What you have to do. Rewrite the data below with every occurrence of "drop a marker" changed to "place a point" and everything else kept as it is. Omit the pictures from your answer.

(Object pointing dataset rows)
◇ ◇ ◇ ◇
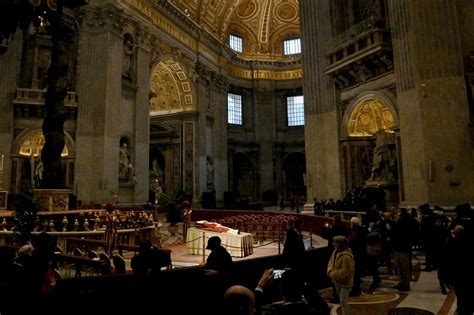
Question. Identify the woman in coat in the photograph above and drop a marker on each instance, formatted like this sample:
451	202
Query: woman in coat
341	270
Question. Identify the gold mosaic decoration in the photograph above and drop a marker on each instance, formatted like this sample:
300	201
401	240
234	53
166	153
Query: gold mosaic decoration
34	142
263	24
171	89
368	117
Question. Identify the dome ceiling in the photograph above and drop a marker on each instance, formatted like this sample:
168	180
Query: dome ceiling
263	24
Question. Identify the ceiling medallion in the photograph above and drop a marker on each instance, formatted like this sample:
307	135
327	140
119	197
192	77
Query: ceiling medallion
246	9
286	11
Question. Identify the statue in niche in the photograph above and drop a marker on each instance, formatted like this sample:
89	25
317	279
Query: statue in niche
38	172
128	56
126	168
384	167
209	172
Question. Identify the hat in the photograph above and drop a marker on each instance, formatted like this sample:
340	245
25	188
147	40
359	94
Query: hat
213	242
355	220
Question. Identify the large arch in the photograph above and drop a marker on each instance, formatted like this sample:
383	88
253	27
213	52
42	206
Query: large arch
367	114
171	88
294	167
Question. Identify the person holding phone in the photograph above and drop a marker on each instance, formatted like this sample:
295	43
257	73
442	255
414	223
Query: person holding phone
341	268
293	250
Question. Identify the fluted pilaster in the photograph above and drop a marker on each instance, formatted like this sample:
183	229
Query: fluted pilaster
9	69
431	95
323	166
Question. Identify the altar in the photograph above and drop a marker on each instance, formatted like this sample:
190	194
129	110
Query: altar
238	245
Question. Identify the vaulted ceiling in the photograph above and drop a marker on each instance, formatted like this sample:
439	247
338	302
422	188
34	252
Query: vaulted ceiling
262	23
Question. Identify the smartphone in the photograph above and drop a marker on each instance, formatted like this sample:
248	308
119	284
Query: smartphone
277	273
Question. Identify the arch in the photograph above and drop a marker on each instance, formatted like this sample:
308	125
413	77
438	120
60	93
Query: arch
33	138
368	113
248	36
279	35
172	89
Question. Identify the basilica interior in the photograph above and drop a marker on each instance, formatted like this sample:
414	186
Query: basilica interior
236	104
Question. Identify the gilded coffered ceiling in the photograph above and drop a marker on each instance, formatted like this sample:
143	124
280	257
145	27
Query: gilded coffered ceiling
263	24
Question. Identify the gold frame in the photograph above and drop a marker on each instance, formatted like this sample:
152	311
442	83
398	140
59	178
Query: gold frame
3	200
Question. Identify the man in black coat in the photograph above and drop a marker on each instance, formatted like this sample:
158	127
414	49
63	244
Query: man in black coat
293	250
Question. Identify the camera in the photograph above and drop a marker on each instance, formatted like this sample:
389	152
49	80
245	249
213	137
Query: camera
277	273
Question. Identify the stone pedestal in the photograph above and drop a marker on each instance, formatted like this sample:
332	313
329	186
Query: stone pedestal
390	189
53	199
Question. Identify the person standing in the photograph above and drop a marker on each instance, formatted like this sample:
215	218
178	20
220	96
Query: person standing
341	269
186	216
293	250
218	268
110	229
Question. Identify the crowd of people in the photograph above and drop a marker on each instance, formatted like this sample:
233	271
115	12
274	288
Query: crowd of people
357	249
390	238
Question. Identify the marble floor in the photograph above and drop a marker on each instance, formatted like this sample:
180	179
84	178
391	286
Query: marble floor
425	294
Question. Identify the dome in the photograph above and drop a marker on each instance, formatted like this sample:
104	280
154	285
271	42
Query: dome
262	24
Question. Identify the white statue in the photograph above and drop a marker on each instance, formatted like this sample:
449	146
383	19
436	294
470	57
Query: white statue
124	161
209	172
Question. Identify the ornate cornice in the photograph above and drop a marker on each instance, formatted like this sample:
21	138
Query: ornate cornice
219	82
102	18
264	95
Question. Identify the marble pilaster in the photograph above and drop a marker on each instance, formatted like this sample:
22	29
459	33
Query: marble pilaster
323	158
265	124
9	69
99	88
433	109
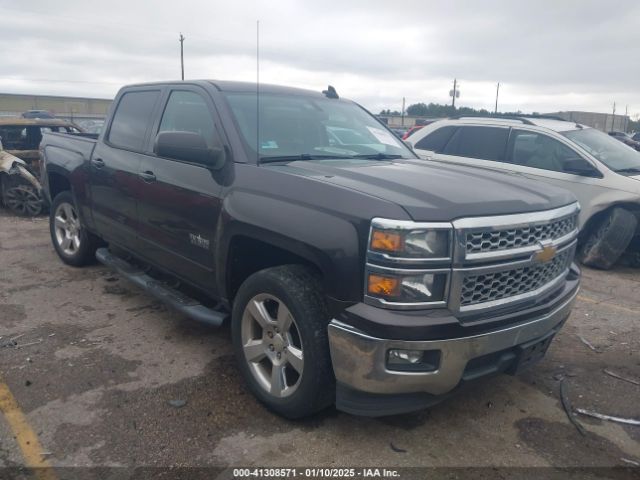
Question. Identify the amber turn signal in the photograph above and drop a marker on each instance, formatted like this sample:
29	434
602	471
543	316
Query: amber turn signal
388	241
383	286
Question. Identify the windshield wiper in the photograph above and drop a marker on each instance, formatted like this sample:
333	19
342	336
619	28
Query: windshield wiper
302	156
628	170
378	156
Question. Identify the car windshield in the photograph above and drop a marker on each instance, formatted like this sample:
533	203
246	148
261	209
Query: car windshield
302	127
613	153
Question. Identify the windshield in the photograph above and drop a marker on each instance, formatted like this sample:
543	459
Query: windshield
613	153
306	127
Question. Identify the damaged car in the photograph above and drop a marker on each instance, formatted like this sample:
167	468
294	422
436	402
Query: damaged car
21	137
20	190
603	173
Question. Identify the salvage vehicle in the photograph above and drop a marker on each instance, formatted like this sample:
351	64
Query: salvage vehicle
21	136
603	173
626	139
20	190
351	273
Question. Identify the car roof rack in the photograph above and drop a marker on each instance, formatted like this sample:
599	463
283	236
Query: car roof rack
521	118
494	117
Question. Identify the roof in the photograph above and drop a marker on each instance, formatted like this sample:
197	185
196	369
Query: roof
43	122
550	123
244	87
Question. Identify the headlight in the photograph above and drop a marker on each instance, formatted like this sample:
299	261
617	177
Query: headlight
393	239
406	287
408	263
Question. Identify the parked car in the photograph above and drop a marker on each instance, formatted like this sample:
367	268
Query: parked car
351	271
411	131
37	114
91	126
602	173
399	131
20	190
21	136
626	139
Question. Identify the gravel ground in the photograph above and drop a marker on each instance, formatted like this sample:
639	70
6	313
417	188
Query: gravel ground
96	390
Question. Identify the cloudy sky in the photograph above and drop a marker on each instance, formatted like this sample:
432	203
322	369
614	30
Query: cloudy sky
547	55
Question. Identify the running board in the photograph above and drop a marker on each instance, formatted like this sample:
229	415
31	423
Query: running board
184	304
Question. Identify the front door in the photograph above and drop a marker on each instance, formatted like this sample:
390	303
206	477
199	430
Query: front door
180	201
114	168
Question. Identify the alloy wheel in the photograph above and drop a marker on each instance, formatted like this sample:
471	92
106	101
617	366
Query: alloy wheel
67	228
272	345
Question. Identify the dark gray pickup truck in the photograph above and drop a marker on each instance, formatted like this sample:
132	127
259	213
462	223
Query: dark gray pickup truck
351	271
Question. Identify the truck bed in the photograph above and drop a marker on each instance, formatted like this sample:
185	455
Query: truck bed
80	144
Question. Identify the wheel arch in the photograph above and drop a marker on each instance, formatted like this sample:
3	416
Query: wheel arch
596	218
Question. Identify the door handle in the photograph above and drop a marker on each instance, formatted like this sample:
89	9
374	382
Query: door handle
◇ ◇ ◇ ◇
Output for this exercise.
Question. Identify the woman in coat in the photograph above and place a point on each instance, formatted like this sample:
451	202
Query: woman in coat
341	270
Question. Identify the gold mosaic decoration in the photograph above and place a point on each instance, formatted like this sample:
300	201
401	240
234	53
166	153
Query: gold mosaic decoration
34	142
263	24
171	89
368	117
Question. Identify the dome ceiling in the photograph above and place a point on each instance, formatted like this sample:
168	180
Query: dome ceiling
263	24
Question. Identify the ceiling medallion in the photograph above and place a point on each instance, formatted like this sample:
307	135
327	140
119	197
192	77
Query: ceiling medallion
246	9
286	11
Question. Identify the statue in niche in the photograph above and place a point on each instance, formatted like this sample:
89	25
317	279
Query: statue in niche
38	172
128	56
126	168
384	167
209	172
Question. Identify the hat in the photograph above and place a point on each instance, formatted like this sample:
340	245
25	188
147	40
359	94
Query: hat
213	242
355	220
Question. Identify the large arch in the photograph above and place a point on each instance, formatted like this sample:
383	88
253	27
213	52
42	206
Query: large arch
367	114
171	88
294	167
Question. Identify the person holding phone in the photograph above and place a point on each instance, formatted like this sample:
295	43
257	73
442	255
414	223
Query: person holding phone
341	268
293	250
Question. Identify the fluted pilaster in the photograph above and place a point on each instance, formatted like this sample:
183	229
Query: fluted pilaster
9	69
431	95
323	166
Question. Identify the altar in the photograph above and place a point on each instance, formatted like this sample:
190	194
129	110
Query: altar
238	245
Question. Identify the vaulted ceiling in the photograph above and place a point on each instance, formatted like this sample:
439	247
338	302
422	188
34	252
Query: vaulted ceiling
262	23
Question. Identify the smartphone in the photograph above and place a point on each instance, formatted like this sample:
248	308
119	284
Query: smartphone
277	273
Question. Identify the arch in the photograph above and place a point on each instance, formatted like this sample:
308	125
413	77
438	120
60	93
Query: arch
33	138
368	113
248	36
279	35
172	89
Question. Identify the basilica interior in the photograph above and place a point on each instance, formatted like this sample:
414	186
Query: basilica interior
236	104
Question. Identify the gilded coffered ceiling in the photograph above and place a point on each instance, formatted like this sample:
143	124
280	257
145	27
Query: gilded coffered ceiling
263	24
Question. Identify the gold frame in the photograph above and place a point on each instance, formatted like this sample:
152	311
442	83
398	140
59	178
Query: gold frame
3	200
Question. Identify the man in black coat in the photograph above and place a point on each instance, formatted like this sample:
158	127
414	49
63	244
Query: man in black coat
293	250
Question. Identify the camera in the photograph above and place a point on each instance, formatted like this sample:
389	152
49	80
245	249
213	137
Query: camera
277	273
Question. Identify the stone pedestal in the photograph above and place a point on each instance, formatted like this sample:
332	313
329	186
Query: stone pedestal
390	189
53	199
Question. Identify the person standing in the photograph above and place a point on each instance, formatted like this sample:
215	218
178	20
220	96
Query: person standing
341	269
186	216
293	250
218	268
110	229
Question. Identify the crowd of people in the photograph above and place a point on each instance, formatted like this sample:
233	271
115	12
274	288
Query: crowd of people
357	249
390	238
Question. Identify the marble floor in the photograph above and place a point on each instance, formatted like this sample:
180	179
84	178
391	286
Query: marble floor
425	294
Question. Identify the dome in the photograph above and place a point on each instance, formatted like this sample:
104	280
154	285
271	42
Query: dome
262	24
Question. Identify the white statue in the photograph above and place a point on each instance, formatted like this sample:
449	146
383	19
436	294
470	57
Query: white statue
124	161
209	172
Question. Identify the ornate cornice in the photograph above and place a point on each instance, formatted like this sample:
21	138
Query: ornate cornice
219	82
102	18
264	95
Question. Identify the marble pilaster in the photograph above and place a point on each instance, formatted like this sample:
22	29
459	33
Query: marble pilaster
323	158
265	124
9	69
99	88
433	109
Question. Identify the amber turn signal in the photograph above and place a point on each instance, formatted like this sample:
29	434
602	471
543	316
Query: amber turn signal
388	241
383	286
Question. Identify the windshield wiper in the photograph above and place a point on each instance, formatted like this sample:
333	19
342	336
619	28
Query: windshield wiper
302	156
628	170
378	156
Question. Identify the car windshield in the photograph above and place a point on each instance, formatted like this sample:
533	203
246	148
261	209
Query: car windshield
302	127
613	153
Question. Identify the windshield in the photograph above and place a point on each instance, formatted like this sample:
543	459
Query: windshield
613	153
306	127
Question. Identify the damaged car in the photograph above and place a point on each instance, formatted like this sample:
167	468
294	422
436	402
Query: damaged car
21	137
20	190
603	173
Question. Identify the salvage vehicle in the photograph above and place a point on each instance, formatted like this sample:
351	64
Query: salvage vehicle
21	136
603	173
626	139
20	190
351	273
Question. Identify the car roof rack in the photograph above and place a point on each instance, formatted like this sample:
599	463
283	236
Query: car roof rack
521	118
494	117
Question. Identify the roof in the photograph above and place a point on each instance, formatted like this sample:
197	185
196	369
Query: roof
43	122
550	123
244	87
Question. Identify the headlight in the photograph above and place a point on each instance, formatted like this sample:
299	261
617	177
Query: headlight
393	239
406	287
408	263
Question. Identify the parked car in the photograph above and place a point on each instance, formatted like this sample:
367	268
Query: parked car
351	271
411	131
37	114
91	126
602	173
399	131
20	190
21	136
626	139
Question. Identify the gravel ground in the photograph above and place a point on each instance, formatted like this sample:
639	70
6	313
417	188
Query: gravel ground
96	390
Question. Identify the cloudy sky in the photograph above and place a point on each instance, formatted like this sample:
432	203
322	369
614	30
Query: cloudy sky
547	55
Question. Identify the running board in the photograph above and place a point on each instance, formatted like this sample:
229	415
31	423
Query: running board
184	304
Question. Identify the front door in the photograph above and place a point on each instance, formatted like this sample:
390	303
206	477
199	430
Query: front door
180	201
114	168
Question. Identify the alloy wheel in the photograph above and place a point on each instance, formatted like this sample:
471	92
106	101
617	366
Query: alloy wheel
67	228
272	345
Question. Identify the dark gray pickup truck in the photograph above and place a point on each instance, formatted like this sample:
132	127
259	213
462	223
Query: dark gray pickup truck
351	271
Question. Identify the truck bed in the photograph above and place a point on each instance, formatted like this sample:
185	455
Query: truck bed
80	144
Question. Identify the wheel arch in the photograph above and place a point on each instance, formatted like this sample:
3	416
Query: wheel arch
596	218
Question. Identify the door handle in the photograph above and place a point on each instance, formatted like this sample:
89	9
374	382
Query: door handle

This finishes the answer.